Action item ▸ Find every line in the records below that holds the word "warehouse", and copy it out.

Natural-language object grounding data
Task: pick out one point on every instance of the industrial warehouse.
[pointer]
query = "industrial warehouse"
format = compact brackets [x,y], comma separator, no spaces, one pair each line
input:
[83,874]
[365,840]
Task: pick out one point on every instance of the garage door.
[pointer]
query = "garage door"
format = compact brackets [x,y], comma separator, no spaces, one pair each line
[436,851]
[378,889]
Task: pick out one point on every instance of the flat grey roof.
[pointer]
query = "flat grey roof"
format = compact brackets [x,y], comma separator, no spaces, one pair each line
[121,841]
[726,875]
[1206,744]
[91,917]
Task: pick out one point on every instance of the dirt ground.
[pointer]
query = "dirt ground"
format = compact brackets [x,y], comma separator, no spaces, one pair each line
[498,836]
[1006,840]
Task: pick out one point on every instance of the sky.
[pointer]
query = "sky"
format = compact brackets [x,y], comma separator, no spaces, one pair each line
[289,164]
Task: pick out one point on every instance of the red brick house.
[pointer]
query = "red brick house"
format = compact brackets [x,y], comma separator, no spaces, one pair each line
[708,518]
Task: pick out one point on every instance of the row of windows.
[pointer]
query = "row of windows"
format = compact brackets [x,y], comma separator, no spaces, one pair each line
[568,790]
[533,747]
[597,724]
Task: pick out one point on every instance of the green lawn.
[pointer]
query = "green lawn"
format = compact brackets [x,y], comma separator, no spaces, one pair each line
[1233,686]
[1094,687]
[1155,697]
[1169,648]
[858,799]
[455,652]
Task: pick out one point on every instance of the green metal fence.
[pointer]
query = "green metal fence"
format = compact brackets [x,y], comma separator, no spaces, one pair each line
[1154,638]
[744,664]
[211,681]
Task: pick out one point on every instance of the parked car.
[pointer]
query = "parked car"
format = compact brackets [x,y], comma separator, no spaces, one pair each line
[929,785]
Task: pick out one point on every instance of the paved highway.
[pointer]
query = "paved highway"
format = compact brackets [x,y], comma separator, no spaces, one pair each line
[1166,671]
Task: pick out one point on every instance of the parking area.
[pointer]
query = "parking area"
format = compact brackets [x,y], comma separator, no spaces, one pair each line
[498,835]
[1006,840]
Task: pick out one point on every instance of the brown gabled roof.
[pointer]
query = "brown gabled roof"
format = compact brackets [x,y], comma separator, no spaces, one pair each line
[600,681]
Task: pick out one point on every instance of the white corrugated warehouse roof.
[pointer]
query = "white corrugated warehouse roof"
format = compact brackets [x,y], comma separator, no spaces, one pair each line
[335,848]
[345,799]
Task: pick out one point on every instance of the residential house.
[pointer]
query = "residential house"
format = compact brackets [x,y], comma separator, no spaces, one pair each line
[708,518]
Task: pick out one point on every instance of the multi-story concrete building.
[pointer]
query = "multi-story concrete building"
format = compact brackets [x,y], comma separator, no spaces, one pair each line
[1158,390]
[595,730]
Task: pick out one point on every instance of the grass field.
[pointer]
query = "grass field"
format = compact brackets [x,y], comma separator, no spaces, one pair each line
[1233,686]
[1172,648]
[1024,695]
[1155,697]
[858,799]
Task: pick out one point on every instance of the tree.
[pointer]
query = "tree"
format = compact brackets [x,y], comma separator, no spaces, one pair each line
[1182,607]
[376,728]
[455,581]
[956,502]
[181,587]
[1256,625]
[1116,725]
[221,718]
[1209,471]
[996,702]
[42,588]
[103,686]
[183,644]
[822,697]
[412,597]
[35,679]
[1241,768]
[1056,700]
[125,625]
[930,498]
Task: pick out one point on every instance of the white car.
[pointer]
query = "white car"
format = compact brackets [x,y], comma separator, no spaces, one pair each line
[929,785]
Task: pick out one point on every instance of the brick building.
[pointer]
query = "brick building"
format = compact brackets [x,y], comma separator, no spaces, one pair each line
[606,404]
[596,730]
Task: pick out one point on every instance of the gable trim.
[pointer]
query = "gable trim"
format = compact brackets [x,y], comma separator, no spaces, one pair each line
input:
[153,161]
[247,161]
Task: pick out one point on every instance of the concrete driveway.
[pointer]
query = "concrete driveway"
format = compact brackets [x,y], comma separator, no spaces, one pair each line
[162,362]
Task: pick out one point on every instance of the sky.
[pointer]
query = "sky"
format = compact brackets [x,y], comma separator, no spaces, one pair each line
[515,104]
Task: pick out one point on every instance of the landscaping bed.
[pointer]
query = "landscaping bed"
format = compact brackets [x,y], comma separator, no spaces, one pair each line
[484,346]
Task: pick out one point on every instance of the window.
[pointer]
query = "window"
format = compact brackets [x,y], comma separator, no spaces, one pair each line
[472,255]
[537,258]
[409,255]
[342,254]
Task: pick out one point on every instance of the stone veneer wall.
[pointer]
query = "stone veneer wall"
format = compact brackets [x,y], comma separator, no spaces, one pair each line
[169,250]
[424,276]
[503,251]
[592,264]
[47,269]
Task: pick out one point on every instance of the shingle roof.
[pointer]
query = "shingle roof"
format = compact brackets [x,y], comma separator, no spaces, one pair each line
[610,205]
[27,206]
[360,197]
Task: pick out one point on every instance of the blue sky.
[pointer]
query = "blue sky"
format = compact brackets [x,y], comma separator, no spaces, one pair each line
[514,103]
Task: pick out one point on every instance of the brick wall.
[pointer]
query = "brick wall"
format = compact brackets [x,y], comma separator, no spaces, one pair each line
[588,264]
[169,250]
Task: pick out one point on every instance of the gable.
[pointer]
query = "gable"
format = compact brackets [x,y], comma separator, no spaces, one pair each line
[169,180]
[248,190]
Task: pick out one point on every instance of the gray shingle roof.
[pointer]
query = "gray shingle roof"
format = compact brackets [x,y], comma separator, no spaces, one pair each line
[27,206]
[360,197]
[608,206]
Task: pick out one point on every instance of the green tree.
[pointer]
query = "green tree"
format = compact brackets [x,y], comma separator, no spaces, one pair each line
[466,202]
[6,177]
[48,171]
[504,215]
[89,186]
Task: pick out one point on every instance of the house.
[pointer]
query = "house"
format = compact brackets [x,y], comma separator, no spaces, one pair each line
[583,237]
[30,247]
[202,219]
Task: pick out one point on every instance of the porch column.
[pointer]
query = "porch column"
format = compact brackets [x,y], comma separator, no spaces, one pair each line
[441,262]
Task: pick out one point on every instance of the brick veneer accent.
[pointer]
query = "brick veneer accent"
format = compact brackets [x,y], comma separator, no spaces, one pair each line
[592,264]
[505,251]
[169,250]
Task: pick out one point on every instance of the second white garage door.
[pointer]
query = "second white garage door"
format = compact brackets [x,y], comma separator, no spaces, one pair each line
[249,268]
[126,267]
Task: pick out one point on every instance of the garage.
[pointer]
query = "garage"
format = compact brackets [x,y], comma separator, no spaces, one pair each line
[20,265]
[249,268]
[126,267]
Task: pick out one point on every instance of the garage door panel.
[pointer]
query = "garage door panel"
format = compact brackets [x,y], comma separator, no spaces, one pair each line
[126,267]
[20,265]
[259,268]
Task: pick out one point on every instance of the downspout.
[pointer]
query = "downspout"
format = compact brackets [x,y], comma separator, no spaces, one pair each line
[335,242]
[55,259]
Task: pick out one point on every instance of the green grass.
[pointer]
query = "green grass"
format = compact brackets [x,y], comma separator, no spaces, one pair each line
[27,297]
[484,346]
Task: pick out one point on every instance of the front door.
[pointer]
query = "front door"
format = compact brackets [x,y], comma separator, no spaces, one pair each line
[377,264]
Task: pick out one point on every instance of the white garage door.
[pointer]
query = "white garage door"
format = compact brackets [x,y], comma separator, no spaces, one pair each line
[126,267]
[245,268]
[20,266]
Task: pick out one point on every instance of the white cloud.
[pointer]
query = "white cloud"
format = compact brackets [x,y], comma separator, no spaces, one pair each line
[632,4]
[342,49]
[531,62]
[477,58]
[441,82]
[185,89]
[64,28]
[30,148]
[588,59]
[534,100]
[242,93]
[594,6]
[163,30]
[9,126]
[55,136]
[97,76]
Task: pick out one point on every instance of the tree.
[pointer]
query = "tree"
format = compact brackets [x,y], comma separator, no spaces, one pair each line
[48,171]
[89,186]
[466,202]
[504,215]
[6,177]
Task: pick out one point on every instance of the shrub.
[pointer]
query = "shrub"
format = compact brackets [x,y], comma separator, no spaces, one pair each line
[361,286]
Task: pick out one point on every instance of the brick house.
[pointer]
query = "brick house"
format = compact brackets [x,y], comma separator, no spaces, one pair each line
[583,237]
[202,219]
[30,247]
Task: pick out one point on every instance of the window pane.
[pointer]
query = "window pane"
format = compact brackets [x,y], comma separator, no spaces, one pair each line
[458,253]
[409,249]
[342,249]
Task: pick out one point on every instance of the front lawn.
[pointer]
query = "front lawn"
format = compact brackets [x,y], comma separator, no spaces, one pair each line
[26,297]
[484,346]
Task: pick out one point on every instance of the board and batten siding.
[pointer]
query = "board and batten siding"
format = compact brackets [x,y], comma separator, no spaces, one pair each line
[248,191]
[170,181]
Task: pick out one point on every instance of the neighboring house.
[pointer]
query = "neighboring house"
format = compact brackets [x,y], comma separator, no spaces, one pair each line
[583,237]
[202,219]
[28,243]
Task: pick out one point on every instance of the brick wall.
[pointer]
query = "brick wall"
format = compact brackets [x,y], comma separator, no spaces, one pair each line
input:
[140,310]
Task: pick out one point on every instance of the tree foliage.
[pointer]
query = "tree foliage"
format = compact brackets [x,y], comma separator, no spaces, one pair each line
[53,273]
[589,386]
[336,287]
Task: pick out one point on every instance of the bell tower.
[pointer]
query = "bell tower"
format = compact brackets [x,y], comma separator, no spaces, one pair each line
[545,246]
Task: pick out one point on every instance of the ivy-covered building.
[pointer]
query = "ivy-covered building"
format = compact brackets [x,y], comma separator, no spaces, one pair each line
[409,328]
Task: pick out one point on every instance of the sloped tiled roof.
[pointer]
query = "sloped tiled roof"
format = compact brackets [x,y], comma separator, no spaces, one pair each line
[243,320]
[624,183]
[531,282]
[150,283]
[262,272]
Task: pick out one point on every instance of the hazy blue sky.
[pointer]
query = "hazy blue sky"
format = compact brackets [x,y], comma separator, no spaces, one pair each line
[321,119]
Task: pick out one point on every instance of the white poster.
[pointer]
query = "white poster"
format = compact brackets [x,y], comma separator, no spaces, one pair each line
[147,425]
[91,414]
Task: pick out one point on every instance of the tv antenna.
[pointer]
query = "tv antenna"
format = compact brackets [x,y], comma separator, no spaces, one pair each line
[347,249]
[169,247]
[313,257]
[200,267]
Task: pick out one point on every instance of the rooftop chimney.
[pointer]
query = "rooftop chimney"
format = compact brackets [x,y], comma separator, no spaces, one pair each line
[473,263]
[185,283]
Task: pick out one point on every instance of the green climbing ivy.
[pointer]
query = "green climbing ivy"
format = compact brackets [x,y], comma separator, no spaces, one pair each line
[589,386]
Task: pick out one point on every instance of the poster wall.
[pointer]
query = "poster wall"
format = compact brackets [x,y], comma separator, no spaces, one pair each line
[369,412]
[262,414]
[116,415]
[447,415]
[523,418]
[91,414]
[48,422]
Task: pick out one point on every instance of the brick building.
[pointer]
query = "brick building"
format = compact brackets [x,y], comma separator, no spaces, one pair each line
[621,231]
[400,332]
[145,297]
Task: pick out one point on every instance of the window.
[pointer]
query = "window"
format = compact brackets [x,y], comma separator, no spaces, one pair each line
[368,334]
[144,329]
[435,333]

Response ▸
Task: pick out one point on every instance of the industrial warehouse.
query = "industrial warehouse"
Task: pick out one point on every instance of the white corrugated warehouse roof.
query = "white corrugated warehouse roof"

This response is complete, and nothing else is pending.